_Exercise brief_
Could you turn the material, starting at the line that contains "For every instance of the side building, the" and ending at the last line of the material, into a numbered list that leaves out blank lines?
# START OF Entries provided
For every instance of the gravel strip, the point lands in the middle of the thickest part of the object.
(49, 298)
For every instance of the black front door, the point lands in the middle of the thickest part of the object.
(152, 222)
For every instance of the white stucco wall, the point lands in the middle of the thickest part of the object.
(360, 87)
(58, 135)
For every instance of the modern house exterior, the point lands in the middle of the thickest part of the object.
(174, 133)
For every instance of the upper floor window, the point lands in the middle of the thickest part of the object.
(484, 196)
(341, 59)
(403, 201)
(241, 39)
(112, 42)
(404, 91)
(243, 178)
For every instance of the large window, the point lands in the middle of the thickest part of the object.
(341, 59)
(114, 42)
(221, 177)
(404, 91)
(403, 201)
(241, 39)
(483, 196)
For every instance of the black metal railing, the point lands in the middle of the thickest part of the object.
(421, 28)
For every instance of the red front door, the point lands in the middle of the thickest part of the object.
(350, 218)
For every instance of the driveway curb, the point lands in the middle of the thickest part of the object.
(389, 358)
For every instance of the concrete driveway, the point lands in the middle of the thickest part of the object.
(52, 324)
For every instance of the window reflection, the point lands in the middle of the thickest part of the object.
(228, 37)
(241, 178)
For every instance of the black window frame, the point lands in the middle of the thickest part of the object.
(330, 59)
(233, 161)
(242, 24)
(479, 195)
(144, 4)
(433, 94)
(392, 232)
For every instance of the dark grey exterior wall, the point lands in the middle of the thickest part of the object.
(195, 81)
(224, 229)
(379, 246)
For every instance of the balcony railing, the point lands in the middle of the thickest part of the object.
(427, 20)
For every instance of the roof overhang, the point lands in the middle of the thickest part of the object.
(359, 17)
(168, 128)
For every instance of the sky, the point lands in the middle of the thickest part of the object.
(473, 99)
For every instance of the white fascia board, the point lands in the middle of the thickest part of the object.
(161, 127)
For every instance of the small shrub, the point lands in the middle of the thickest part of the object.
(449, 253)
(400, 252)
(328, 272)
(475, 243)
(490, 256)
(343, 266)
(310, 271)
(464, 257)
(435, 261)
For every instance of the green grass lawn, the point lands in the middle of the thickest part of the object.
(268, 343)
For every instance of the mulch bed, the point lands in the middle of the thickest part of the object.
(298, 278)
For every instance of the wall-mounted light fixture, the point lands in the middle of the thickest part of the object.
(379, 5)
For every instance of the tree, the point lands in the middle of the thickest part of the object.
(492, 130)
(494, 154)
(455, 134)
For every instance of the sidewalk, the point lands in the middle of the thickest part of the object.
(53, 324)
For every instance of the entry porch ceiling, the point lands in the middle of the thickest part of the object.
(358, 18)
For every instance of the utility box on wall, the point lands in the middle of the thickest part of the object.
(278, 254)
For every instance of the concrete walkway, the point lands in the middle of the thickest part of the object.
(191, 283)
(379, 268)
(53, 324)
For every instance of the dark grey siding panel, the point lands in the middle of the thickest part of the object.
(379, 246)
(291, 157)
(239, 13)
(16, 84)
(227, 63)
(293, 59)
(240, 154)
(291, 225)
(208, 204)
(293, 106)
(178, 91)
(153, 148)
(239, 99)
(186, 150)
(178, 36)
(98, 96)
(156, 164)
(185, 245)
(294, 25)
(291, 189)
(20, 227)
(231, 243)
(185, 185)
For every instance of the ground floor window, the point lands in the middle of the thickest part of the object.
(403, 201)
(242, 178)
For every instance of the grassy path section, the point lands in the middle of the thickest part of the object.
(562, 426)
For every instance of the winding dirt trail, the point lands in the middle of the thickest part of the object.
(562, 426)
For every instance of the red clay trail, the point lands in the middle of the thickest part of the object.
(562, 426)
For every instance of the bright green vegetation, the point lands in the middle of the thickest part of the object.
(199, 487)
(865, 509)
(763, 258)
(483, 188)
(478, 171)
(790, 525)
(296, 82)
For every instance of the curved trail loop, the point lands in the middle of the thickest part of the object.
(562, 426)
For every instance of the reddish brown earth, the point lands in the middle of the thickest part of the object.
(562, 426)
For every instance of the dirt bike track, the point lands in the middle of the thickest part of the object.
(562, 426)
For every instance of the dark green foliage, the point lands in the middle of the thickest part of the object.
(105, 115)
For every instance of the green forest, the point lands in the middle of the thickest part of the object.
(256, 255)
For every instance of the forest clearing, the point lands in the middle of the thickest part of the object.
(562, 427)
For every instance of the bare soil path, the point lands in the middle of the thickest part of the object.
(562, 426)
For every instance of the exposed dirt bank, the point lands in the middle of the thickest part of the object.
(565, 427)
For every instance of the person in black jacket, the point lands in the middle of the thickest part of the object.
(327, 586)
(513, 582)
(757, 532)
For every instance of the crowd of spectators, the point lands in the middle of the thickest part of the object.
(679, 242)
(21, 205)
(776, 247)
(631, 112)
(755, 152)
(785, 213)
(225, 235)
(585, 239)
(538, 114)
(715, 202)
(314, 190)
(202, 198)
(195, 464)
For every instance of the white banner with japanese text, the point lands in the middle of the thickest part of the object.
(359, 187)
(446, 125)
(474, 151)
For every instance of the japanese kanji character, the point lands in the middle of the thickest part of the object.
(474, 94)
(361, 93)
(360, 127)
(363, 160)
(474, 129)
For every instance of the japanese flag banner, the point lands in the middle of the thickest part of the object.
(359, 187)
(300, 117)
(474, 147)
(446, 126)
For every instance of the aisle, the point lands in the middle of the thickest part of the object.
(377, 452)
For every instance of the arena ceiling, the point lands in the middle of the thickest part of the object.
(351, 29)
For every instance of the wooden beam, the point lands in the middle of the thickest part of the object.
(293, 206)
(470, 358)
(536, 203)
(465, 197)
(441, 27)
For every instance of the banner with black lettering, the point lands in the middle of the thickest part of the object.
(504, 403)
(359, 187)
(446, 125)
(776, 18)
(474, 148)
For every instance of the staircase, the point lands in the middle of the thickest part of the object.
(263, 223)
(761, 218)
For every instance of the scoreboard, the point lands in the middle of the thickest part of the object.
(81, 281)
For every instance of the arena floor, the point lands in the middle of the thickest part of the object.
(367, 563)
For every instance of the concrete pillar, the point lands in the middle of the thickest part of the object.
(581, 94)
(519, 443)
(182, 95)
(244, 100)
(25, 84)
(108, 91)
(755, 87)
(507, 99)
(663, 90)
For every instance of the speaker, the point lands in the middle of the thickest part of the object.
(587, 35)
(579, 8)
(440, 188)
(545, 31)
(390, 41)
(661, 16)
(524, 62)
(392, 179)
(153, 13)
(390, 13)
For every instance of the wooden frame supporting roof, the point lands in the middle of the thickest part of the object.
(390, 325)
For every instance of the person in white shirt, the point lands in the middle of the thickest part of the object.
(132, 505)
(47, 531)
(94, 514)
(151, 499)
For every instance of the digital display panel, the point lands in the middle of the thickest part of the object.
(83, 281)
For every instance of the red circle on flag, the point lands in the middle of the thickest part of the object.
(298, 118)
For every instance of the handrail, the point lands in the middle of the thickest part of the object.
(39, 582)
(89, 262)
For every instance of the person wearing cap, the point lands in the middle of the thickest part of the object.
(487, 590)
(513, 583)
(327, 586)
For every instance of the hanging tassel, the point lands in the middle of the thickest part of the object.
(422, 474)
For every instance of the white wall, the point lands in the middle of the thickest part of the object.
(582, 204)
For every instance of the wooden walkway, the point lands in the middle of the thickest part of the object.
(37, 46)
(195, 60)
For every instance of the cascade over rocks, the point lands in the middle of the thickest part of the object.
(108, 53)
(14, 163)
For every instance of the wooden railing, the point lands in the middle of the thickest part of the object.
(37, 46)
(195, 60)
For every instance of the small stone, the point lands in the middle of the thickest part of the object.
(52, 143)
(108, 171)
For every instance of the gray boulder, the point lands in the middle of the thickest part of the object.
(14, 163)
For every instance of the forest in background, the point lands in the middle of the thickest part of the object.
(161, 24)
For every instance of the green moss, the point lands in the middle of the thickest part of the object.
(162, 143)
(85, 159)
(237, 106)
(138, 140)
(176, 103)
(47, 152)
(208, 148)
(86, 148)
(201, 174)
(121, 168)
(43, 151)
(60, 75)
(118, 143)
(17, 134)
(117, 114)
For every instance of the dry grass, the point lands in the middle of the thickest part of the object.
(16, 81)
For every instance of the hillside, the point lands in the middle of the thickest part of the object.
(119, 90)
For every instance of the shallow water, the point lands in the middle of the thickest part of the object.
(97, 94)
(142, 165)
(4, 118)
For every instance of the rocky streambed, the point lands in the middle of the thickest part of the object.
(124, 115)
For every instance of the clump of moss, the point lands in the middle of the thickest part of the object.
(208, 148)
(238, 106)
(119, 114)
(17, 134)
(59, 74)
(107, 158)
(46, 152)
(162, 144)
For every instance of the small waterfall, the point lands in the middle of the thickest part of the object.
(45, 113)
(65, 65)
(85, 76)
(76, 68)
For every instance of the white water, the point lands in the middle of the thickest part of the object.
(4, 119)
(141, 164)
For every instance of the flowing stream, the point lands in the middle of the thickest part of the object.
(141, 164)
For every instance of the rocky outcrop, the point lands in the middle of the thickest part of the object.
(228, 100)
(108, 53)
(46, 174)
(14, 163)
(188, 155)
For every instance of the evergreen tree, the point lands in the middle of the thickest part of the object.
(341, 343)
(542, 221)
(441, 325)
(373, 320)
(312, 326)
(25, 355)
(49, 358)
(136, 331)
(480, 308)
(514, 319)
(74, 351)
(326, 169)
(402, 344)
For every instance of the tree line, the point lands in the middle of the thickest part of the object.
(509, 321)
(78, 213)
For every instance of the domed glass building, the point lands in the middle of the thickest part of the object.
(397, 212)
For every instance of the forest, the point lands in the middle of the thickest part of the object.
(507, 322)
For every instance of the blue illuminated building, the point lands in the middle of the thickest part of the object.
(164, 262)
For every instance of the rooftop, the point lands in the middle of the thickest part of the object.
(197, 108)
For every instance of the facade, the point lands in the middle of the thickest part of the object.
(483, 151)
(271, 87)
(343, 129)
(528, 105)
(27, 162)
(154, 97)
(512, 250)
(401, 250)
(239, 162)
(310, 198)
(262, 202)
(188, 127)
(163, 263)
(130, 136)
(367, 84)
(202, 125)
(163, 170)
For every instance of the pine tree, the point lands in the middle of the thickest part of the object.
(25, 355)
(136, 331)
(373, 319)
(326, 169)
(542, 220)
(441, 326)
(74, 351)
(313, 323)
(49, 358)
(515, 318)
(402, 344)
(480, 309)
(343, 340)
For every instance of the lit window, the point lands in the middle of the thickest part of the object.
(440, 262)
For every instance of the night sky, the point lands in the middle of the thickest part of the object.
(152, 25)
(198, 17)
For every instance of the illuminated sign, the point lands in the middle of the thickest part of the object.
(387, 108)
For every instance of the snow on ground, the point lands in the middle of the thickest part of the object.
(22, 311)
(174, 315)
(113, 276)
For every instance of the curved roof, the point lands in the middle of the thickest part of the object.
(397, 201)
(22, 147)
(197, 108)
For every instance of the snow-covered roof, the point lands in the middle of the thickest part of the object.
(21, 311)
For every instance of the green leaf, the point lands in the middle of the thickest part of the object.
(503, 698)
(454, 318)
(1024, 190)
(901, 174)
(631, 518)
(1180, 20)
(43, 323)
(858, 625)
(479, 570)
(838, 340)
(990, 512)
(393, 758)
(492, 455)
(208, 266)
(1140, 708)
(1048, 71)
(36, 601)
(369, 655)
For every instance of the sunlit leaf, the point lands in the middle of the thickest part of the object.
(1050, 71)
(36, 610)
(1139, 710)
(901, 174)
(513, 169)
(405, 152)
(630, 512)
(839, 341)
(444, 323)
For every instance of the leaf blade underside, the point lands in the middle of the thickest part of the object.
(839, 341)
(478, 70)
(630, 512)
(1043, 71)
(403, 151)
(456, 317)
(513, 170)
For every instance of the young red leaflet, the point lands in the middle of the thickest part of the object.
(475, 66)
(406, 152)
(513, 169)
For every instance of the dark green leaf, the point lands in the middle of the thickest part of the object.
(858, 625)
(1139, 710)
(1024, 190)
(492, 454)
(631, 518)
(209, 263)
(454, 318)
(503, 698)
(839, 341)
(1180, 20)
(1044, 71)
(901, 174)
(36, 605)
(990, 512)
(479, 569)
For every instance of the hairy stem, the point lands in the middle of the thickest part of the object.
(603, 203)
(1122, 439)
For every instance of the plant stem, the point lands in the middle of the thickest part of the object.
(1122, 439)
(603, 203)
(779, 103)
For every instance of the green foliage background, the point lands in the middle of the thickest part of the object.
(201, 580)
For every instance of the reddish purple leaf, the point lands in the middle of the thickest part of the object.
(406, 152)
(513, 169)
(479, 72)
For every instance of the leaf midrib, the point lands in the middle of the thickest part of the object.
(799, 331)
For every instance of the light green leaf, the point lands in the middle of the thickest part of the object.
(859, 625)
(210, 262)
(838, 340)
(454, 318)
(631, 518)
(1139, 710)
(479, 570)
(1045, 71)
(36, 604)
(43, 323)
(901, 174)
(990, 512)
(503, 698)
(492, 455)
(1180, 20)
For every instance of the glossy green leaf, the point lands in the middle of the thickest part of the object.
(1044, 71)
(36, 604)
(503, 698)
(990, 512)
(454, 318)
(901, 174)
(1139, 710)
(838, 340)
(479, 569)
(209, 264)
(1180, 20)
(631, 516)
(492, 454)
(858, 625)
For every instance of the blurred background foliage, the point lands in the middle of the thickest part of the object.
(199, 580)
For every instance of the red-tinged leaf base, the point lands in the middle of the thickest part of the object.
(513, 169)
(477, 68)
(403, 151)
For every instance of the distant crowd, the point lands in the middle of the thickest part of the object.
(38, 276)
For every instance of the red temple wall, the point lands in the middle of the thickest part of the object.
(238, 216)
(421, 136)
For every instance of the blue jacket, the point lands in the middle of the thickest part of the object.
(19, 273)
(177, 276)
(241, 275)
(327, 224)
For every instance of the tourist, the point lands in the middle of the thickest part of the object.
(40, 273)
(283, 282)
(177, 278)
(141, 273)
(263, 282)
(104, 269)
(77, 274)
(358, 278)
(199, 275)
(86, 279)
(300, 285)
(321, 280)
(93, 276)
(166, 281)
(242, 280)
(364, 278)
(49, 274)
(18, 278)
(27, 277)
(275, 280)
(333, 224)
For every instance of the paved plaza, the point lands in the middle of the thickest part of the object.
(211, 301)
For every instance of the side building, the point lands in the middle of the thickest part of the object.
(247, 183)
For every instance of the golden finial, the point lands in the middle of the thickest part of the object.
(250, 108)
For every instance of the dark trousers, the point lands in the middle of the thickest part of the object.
# END OF Entries provided
_Answer to this problem_
1. For every instance of the side building, the point lands in the middle of the thickest part of the object.
2. (247, 183)
3. For every instance of the golden finial, the point lands in the middle of the thickest part of the object.
4. (250, 108)
5. For every instance of the dark trousers, the point lands in the middle of the thickest part of the object.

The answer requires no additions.